Saved data entries:
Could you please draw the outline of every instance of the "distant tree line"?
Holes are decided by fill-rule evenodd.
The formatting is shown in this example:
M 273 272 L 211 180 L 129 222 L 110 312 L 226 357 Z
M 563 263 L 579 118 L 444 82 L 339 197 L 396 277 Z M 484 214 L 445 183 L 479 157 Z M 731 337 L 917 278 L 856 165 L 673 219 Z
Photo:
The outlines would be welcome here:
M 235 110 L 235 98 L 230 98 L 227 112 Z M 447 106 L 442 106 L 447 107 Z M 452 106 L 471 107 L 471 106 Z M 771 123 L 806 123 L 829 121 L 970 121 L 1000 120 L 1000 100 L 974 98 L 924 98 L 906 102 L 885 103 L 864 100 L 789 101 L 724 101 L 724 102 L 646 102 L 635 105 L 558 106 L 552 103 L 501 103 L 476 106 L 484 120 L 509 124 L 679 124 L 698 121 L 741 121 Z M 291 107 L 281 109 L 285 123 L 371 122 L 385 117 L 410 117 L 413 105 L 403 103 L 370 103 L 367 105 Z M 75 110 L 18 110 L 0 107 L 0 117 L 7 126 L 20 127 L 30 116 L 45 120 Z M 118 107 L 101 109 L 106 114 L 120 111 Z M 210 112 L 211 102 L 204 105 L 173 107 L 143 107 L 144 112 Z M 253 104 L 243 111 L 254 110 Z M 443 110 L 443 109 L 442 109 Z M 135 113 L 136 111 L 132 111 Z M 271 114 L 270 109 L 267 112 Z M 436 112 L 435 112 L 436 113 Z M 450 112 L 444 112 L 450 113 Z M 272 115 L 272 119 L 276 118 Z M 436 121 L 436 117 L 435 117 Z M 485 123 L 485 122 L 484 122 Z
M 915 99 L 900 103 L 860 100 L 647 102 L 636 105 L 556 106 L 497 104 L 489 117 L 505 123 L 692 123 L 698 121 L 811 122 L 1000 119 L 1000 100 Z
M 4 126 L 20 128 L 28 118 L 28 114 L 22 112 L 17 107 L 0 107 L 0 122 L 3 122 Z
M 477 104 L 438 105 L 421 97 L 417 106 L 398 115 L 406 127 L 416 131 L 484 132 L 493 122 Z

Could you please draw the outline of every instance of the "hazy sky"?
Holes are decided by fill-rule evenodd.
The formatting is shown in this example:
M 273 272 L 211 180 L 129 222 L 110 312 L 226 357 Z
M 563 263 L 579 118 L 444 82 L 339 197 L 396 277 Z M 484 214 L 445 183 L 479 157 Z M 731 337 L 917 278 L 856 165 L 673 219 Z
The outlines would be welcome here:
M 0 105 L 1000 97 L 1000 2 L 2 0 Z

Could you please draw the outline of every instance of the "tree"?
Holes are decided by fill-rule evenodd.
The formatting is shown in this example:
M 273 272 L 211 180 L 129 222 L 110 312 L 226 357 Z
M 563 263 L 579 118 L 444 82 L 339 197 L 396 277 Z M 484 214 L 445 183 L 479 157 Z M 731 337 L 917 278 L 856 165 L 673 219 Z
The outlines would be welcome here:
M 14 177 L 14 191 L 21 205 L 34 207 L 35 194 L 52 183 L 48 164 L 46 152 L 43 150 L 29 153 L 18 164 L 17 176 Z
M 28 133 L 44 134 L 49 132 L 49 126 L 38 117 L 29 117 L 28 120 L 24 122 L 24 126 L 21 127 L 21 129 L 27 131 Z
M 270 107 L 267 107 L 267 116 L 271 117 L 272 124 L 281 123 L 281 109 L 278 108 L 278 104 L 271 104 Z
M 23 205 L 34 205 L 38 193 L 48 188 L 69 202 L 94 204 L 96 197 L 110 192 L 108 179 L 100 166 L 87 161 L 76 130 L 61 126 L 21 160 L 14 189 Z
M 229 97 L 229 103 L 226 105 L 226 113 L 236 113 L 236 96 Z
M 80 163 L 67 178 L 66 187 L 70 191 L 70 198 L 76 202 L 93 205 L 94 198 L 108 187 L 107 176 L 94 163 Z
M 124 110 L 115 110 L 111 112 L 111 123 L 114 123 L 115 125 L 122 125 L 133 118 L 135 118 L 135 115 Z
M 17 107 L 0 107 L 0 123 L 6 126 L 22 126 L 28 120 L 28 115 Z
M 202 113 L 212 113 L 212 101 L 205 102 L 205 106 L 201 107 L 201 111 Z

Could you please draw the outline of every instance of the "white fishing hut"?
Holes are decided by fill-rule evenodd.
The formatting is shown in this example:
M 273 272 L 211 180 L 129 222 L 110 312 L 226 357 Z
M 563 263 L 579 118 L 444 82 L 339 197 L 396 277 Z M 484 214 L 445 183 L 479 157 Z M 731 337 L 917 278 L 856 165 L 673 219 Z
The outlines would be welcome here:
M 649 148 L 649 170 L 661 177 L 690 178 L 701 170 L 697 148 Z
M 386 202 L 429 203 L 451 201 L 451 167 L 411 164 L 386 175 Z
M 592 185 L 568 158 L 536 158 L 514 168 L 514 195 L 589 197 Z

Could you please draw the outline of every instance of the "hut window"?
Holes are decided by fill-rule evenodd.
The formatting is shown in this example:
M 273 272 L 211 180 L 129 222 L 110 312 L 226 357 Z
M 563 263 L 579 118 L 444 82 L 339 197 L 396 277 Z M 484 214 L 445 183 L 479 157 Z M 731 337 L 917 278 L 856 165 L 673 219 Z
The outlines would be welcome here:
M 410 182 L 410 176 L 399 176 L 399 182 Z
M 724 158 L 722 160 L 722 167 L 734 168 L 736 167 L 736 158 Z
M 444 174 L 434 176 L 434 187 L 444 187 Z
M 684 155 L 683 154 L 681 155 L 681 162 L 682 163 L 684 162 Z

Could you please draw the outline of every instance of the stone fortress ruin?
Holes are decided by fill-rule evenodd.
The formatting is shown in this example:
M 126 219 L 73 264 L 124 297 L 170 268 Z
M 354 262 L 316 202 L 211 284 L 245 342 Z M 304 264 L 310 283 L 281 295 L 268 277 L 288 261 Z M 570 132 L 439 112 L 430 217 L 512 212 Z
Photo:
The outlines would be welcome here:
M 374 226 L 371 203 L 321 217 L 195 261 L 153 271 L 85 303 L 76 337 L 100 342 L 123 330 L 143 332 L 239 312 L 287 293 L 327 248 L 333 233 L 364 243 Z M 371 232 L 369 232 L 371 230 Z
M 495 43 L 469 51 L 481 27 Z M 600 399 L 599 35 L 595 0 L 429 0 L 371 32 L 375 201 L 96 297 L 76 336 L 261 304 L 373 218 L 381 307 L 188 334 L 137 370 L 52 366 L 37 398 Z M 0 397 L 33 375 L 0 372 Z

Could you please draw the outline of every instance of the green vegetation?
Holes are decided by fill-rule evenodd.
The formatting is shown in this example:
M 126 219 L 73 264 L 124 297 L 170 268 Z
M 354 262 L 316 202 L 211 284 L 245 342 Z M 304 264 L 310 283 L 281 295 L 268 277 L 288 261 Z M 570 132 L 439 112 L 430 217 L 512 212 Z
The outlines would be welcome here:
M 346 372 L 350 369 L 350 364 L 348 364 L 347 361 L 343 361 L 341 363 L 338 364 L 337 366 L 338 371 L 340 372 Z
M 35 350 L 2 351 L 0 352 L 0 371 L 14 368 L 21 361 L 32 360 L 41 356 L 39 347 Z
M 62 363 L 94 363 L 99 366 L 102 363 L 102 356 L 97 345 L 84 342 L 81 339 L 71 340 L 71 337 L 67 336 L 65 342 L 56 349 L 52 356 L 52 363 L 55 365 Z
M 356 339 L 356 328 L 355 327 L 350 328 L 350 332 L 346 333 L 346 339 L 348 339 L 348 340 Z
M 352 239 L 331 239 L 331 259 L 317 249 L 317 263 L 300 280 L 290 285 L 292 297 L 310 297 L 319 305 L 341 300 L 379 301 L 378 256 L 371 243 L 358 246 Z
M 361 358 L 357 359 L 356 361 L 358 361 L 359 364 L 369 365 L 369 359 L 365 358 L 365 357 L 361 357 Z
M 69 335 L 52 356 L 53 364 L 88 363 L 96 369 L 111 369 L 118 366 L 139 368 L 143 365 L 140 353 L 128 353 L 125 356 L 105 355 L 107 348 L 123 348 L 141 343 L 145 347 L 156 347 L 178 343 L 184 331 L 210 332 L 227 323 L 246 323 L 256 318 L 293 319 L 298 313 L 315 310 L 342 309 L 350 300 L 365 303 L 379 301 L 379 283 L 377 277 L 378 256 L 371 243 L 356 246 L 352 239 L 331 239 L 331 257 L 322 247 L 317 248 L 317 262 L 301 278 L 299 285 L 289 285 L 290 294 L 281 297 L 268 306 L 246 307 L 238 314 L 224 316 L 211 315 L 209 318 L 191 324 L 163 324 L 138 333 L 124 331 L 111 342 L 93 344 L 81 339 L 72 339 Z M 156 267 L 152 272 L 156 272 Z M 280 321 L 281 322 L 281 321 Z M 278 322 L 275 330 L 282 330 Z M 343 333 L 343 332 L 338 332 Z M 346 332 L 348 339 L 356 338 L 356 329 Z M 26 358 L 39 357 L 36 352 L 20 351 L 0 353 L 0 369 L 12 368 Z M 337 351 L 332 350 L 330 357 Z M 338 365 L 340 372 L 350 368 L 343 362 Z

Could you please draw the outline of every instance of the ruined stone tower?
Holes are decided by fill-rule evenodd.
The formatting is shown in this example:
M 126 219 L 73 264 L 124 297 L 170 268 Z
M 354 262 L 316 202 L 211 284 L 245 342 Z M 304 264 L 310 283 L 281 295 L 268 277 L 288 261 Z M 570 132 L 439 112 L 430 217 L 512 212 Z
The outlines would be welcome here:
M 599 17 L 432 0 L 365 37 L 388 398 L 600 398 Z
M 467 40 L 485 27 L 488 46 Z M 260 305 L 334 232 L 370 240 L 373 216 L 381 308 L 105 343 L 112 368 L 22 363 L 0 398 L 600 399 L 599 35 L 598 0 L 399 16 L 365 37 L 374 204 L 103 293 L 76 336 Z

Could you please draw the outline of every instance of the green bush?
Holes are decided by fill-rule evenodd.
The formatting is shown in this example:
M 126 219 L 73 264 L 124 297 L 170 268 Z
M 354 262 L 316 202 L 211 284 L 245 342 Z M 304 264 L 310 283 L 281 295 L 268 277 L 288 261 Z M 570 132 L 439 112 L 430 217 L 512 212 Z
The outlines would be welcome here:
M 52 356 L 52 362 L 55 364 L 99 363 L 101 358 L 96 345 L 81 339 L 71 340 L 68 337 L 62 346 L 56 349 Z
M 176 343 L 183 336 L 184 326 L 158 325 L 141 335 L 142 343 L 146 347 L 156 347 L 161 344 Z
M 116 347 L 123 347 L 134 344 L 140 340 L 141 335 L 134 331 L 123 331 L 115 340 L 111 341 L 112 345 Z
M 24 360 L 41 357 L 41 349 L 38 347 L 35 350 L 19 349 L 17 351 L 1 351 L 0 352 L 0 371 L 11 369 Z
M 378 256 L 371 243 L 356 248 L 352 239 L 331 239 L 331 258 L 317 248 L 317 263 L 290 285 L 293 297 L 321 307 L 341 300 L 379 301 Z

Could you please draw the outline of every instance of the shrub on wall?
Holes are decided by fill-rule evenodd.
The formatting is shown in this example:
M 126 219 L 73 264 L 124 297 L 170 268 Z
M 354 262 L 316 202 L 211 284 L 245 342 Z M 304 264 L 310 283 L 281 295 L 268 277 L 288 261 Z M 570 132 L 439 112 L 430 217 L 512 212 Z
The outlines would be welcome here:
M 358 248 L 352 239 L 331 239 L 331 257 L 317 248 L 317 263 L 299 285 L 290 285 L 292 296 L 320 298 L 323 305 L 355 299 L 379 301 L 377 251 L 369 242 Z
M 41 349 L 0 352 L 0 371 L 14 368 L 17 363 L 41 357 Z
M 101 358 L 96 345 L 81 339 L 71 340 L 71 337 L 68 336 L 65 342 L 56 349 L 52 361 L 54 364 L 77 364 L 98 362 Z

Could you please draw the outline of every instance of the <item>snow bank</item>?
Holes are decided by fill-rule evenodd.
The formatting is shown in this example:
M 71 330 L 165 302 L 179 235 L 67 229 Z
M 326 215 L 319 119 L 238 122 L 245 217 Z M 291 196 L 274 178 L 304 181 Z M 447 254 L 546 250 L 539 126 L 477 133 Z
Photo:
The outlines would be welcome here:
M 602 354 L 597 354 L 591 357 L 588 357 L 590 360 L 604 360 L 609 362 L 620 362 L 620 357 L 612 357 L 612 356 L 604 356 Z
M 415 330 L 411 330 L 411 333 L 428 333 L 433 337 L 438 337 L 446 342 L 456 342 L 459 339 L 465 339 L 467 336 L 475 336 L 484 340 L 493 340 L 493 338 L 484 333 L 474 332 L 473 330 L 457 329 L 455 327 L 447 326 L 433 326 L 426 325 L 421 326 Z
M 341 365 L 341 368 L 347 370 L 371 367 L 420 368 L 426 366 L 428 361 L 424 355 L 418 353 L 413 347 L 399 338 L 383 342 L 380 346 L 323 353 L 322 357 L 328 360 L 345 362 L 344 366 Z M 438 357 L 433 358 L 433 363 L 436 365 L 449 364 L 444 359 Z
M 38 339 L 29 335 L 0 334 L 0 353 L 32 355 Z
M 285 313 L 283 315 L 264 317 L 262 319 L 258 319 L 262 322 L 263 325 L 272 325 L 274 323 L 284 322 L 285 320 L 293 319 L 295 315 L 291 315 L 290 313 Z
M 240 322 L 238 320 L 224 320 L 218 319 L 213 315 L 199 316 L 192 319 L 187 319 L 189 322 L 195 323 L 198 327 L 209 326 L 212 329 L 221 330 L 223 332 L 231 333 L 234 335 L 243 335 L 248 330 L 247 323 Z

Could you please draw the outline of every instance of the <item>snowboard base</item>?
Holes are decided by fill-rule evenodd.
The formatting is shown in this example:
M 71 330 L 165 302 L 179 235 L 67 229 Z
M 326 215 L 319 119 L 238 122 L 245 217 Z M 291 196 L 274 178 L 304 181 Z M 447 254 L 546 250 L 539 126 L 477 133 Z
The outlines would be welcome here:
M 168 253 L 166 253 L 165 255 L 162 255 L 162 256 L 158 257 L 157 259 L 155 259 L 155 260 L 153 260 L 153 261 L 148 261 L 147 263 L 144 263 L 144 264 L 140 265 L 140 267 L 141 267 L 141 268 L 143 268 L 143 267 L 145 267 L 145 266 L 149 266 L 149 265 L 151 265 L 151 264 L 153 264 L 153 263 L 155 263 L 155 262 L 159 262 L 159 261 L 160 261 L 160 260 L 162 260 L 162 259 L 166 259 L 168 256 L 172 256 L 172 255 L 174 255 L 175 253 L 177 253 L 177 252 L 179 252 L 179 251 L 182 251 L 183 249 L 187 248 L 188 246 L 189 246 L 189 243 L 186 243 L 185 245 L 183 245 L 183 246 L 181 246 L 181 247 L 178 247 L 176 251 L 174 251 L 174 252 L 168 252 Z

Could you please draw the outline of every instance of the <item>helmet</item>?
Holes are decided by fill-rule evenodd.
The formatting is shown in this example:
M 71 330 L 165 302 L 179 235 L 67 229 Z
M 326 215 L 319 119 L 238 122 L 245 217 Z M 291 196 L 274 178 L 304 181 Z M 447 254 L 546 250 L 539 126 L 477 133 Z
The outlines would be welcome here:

— What you should do —
Search the data for the word "item" and report how many lines include it, with the number alone.

— Written solution —
3